[Records contained in a dataset]

** Start **

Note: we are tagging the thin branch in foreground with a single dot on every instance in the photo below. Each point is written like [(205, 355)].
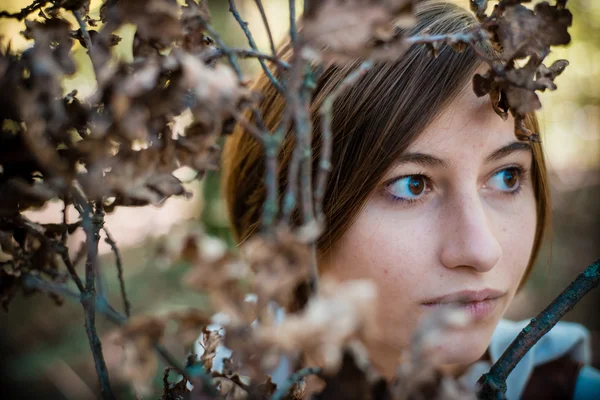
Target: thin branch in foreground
[(113, 245), (294, 378), (263, 15), (244, 25), (89, 299), (195, 371), (494, 382), (36, 5), (245, 53), (293, 29)]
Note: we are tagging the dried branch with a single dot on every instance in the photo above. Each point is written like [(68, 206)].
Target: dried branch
[(243, 53), (190, 373), (493, 384), (231, 56), (293, 29), (292, 380), (113, 245), (244, 25), (261, 9), (36, 5)]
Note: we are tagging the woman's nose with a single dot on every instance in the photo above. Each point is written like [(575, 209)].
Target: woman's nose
[(467, 236)]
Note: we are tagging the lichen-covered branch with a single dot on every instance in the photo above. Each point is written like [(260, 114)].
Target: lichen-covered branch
[(493, 384), (244, 25)]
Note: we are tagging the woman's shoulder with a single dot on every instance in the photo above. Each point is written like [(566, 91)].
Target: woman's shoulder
[(563, 378), (557, 366)]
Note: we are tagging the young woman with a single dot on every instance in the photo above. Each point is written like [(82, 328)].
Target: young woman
[(433, 198)]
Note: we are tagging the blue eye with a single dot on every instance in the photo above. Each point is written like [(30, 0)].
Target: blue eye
[(408, 188), (507, 180)]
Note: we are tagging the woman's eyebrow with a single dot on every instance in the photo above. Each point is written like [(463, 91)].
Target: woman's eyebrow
[(427, 160), (508, 149)]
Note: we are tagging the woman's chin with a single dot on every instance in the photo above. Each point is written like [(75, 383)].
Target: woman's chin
[(462, 347)]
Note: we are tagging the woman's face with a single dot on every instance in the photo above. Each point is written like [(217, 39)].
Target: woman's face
[(456, 213)]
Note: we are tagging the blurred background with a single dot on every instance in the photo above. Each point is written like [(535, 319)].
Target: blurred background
[(43, 348)]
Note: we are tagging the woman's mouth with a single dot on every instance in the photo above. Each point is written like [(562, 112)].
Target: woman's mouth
[(477, 310)]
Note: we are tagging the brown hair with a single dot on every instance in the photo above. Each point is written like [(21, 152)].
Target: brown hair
[(372, 124)]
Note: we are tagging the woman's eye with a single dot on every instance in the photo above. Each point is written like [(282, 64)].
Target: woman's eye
[(507, 180), (409, 187)]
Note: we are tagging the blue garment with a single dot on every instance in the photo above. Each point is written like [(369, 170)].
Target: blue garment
[(565, 338)]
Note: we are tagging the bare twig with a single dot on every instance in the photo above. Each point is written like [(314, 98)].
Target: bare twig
[(494, 382), (244, 53), (294, 378), (61, 290), (89, 298), (191, 373), (231, 57), (263, 15), (244, 25), (293, 29), (36, 5), (113, 245)]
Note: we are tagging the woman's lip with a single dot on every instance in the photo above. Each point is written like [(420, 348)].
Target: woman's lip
[(467, 296), (477, 310)]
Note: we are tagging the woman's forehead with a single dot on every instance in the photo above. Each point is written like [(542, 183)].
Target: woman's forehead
[(468, 123)]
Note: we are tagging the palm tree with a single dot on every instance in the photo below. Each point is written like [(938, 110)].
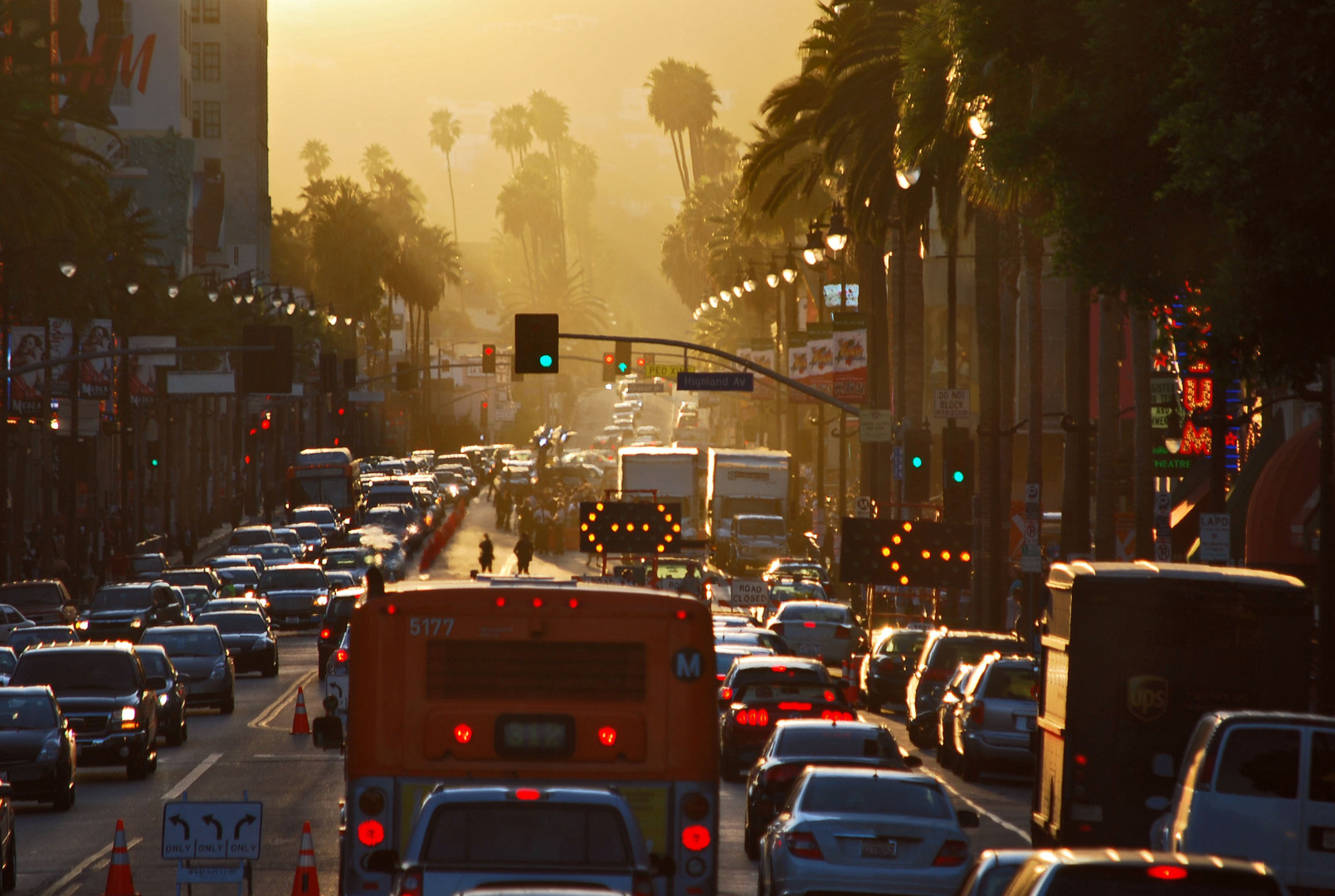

** End **

### YOUR TASK:
Reproduce all of the data above, substituting "labeling" for every occurrence of "tagging" and keeping everything else unchanged. Omit the pictures from your answer.

### TASK ANSWER:
Note: we are labeling the thin branch in foreground with a single dot on every instance in the photo below. Each point is written like [(205, 355)].
Target: thin branch in foreground
[(113, 245), (294, 378), (263, 15), (244, 25), (89, 299), (195, 371), (494, 382), (36, 5), (245, 53), (293, 29)]
Note: we are labeling the dried branch with a single dot on every instance in the photo above. Each point is written like [(68, 206)].
Target: dried branch
[(243, 53), (190, 373), (493, 384), (231, 56), (293, 29), (292, 380), (113, 245), (244, 25), (261, 9), (36, 5)]
Note: we are labeling the woman's nose with a single dot on every instance in the photo above. Each point is written like [(575, 209)].
Target: woman's nose
[(467, 236)]
Note: we are labeling the lichen-covered branch with a single dot on every instance in the photo above. Each point is written like [(260, 114)].
Target: lichen-covered branch
[(493, 384), (244, 25)]
Note: we are labeling the woman's shoulder with a single dot on every instance in the photo above. Each point is written like [(566, 91)].
Target: woman's shoulder
[(563, 378), (557, 366)]
Note: we are labeling the young woman with a single dot on every instance in the photo above. Each point is written like [(82, 328)].
Target: young woman
[(433, 198)]
Note: we are labeling the blue eye with a single dot on every instance in the photo above. Each point is written like [(30, 0)].
Target: blue eye
[(408, 188), (507, 180)]
Note: we are labeling the woman's eyebrow with a single dot on every instance in the photo above. Each point is written like [(463, 91)].
Target: woman's eyebrow
[(427, 160), (508, 149)]
Note: we are labeling the woman's chin with a single dot on every instance in the photo above. Each point is written like [(75, 383)].
Target: woman's chin
[(462, 347)]
Note: we are labeling the woman's face with a single dot on every instance in the photo above. Each point is written like [(217, 39)].
Target: woman's face
[(456, 213)]
Note: we are labeling the blurred background with a single dot on every instance in the photo above. Each point is written like [(535, 319)].
Target: blurred background
[(43, 348)]
Note: we are labeling the woman's mouth with a single dot on every instance in the photo above. Each point is written like [(562, 112)].
Target: woman's mouth
[(477, 310)]
Note: we are labeling the brown hair with a single dot on every instance in the photo above. Each point is written like [(21, 152)].
Target: brown hair
[(372, 124)]
Note: we are labeling the woman's eye with a single dot on every instance in the photo above. Each point is written like [(282, 64)].
Target: woman's eye
[(507, 180), (409, 187)]
Note: we are labeling the blue garment with a single dot on every instance in the photo above. Each point is written like [(369, 170)].
Target: blue garment
[(565, 338)]
Note: we are labeling the bare twig with a single dot on every instance in the photo above. Each point is written like [(314, 98)].
Target: bare twig
[(494, 382), (244, 53), (294, 378), (61, 290), (89, 298), (191, 373), (231, 57), (263, 15), (244, 25), (293, 29), (36, 5), (113, 245)]
Note: we are labeling the woman's lip with a single dot on every instance in the photo above. Each point is written like [(420, 348)].
Target: woman's lip
[(467, 296), (477, 310)]
Note: we are labeling the woman's forehead with a single dot on every instance in the photo above. Each point is written like [(542, 183)].
Target: woman's forehead
[(468, 123)]
Note: we are labeling the palm tree with a single dot on every instance in the photo below. Each point is written like [(938, 110)].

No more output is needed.